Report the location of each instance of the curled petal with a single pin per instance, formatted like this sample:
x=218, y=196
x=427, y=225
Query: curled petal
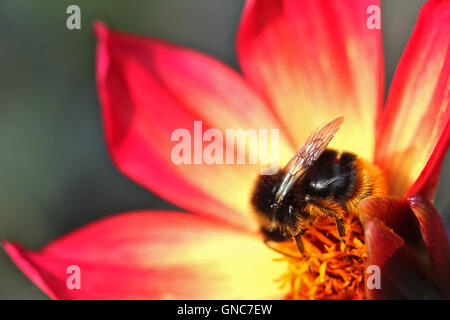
x=403, y=274
x=153, y=255
x=148, y=89
x=414, y=130
x=435, y=238
x=315, y=61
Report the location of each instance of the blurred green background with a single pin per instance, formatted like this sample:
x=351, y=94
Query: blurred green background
x=55, y=174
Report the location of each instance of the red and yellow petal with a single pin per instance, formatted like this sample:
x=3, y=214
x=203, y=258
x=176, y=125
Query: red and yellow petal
x=435, y=238
x=414, y=131
x=154, y=255
x=395, y=244
x=149, y=88
x=315, y=61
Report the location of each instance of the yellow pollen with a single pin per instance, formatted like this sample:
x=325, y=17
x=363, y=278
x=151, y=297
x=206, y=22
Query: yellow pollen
x=333, y=268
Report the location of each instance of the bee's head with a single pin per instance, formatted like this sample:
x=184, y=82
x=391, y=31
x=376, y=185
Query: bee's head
x=273, y=214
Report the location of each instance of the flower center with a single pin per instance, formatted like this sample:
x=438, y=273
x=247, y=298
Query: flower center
x=333, y=267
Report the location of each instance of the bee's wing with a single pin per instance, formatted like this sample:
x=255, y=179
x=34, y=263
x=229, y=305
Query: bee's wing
x=307, y=155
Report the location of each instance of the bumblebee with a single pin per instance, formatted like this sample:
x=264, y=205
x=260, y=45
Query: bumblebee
x=317, y=183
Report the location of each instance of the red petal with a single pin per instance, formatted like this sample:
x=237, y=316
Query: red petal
x=435, y=237
x=315, y=61
x=414, y=133
x=148, y=89
x=153, y=255
x=403, y=274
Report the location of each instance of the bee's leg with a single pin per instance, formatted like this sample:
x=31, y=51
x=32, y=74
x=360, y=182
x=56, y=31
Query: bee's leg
x=266, y=242
x=341, y=230
x=341, y=226
x=299, y=243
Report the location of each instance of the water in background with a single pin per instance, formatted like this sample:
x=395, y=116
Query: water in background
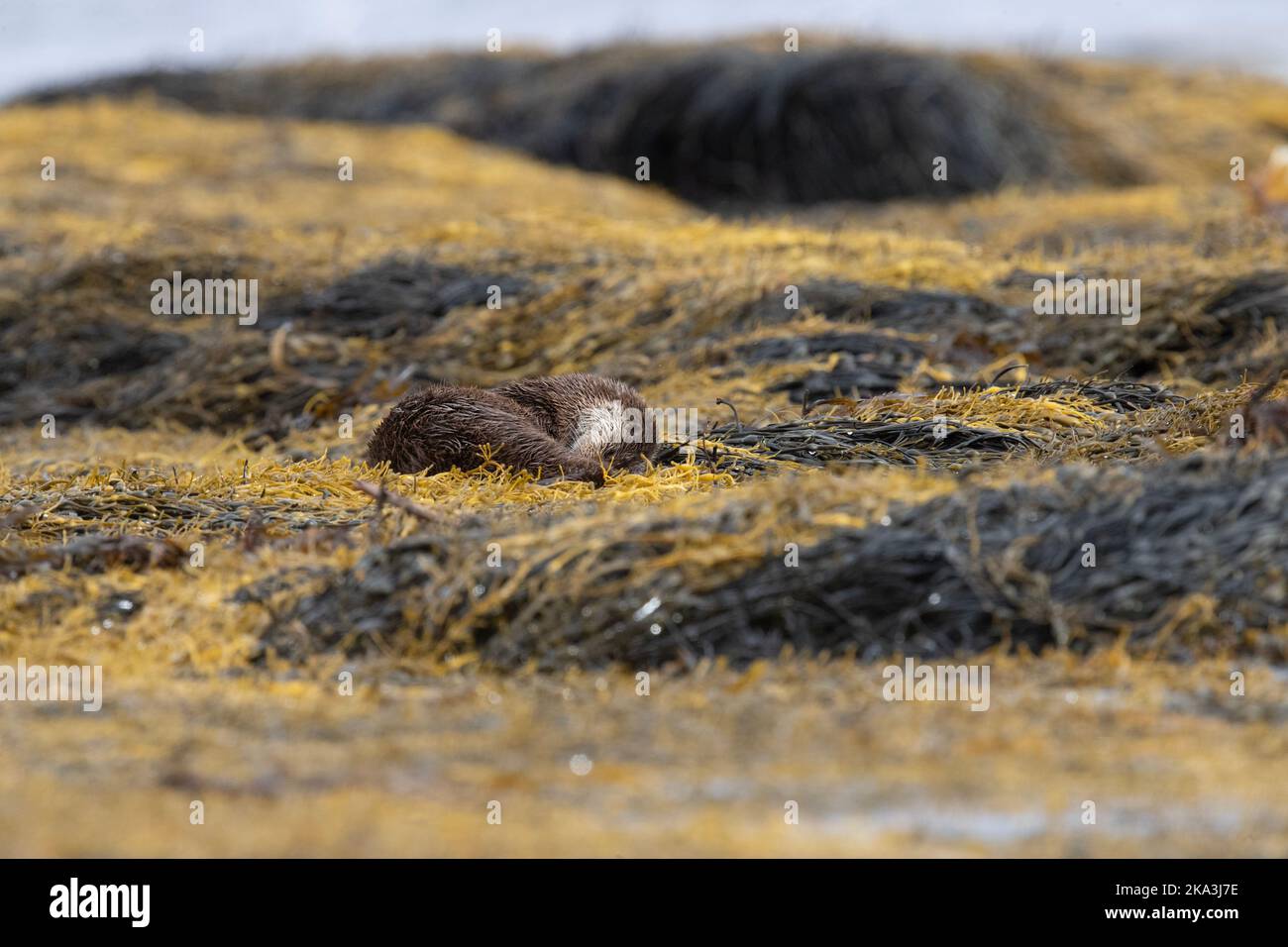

• _Goal_: Return the entire listing above line for line without any changes, leaving out the pictures.

• _Exercise result_:
Report the location of each instance of the curled petal with a single pin per instance, formatted like this sample:
x=218, y=196
x=427, y=225
Query: curled petal
x=403, y=274
x=153, y=255
x=148, y=89
x=414, y=130
x=435, y=238
x=315, y=61
Report the location of each instance of the blurred green background with a single pin per instance, formatted like this sample:
x=351, y=94
Query: blurred green background
x=55, y=174
Report the location of each instance of the red and yellow petal with a single pin per instance, formatted like this sample:
x=3, y=214
x=203, y=258
x=176, y=125
Query: red and yellow petal
x=435, y=238
x=414, y=131
x=154, y=255
x=395, y=244
x=149, y=88
x=315, y=61
Report the location of each instance of the yellow pollen with a single pin per instance, formatted like this sample:
x=325, y=17
x=363, y=278
x=151, y=297
x=206, y=22
Query: yellow pollen
x=333, y=268
Report the location of each instance of the bee's head with a single pin per instance, formatted like this sample:
x=184, y=82
x=391, y=31
x=376, y=185
Query: bee's head
x=273, y=214
Report the location of each instance of the flower center with a single pin per instance, formatted like this sample:
x=438, y=273
x=247, y=298
Query: flower center
x=333, y=267
Report the location of each instance of the bee's wing with a single pin per instance, formatted like this sample:
x=255, y=179
x=34, y=263
x=229, y=305
Query: bee's wing
x=307, y=155
Report the location of each instance of the bumblebee with a single pin per instance, formatted like this sample:
x=264, y=205
x=260, y=45
Query: bumblebee
x=317, y=183
Report the location of each instance of the red petal with a single pin per instance, formatted like this sample:
x=237, y=316
Query: red petal
x=435, y=237
x=315, y=61
x=414, y=133
x=148, y=89
x=153, y=255
x=403, y=274
Report the location of each instance of the bee's leg with a single pin per instance, formatted like this sample:
x=31, y=51
x=32, y=74
x=360, y=182
x=56, y=31
Query: bee's leg
x=266, y=242
x=341, y=230
x=341, y=226
x=299, y=243
Report the location of each instance of the water in background with a single pin per instance, formatted like this sample:
x=395, y=116
Query: water in background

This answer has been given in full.